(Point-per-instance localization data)
┏━━
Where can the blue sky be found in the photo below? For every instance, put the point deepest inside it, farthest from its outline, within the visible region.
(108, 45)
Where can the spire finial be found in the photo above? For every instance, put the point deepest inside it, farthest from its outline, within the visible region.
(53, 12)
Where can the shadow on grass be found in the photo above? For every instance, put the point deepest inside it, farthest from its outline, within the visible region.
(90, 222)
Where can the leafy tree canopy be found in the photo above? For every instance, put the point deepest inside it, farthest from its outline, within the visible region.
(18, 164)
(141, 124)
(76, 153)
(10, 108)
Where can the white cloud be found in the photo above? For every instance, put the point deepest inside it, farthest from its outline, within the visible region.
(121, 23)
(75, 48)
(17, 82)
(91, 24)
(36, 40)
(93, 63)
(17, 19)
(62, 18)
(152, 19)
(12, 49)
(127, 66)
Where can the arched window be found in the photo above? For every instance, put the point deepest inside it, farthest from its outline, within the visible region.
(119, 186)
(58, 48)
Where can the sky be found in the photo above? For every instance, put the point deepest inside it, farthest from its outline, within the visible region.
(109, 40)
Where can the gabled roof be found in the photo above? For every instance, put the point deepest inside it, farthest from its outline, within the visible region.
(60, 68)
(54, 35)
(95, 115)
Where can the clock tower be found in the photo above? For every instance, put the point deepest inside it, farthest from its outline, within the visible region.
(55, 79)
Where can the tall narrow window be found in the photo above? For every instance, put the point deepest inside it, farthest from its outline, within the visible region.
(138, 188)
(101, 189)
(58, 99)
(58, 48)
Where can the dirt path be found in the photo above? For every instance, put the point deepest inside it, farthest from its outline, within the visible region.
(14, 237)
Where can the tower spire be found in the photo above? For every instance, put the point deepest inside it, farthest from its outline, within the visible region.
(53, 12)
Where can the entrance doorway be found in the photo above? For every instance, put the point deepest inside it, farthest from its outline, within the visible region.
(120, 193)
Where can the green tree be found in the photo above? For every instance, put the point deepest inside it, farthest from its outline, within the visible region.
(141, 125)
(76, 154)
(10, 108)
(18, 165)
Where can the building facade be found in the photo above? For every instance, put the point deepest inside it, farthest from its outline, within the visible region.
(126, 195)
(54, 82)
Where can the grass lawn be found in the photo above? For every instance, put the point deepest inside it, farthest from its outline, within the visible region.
┗━━
### YOUR INSTRUCTIONS:
Retype, exactly as shown, the lines from the one with "Where can the building" through the end of the records.

### ANSWER SECTION:
Where can the building facade be found in the photo above? For every instance, put the point deepest inside it, farthest from its outline, within the visible region.
(126, 195)
(54, 82)
Where can the grass lawn be found in the photo above? For every instance, put the point deepest inside it, farthest from its outline, within the visible region.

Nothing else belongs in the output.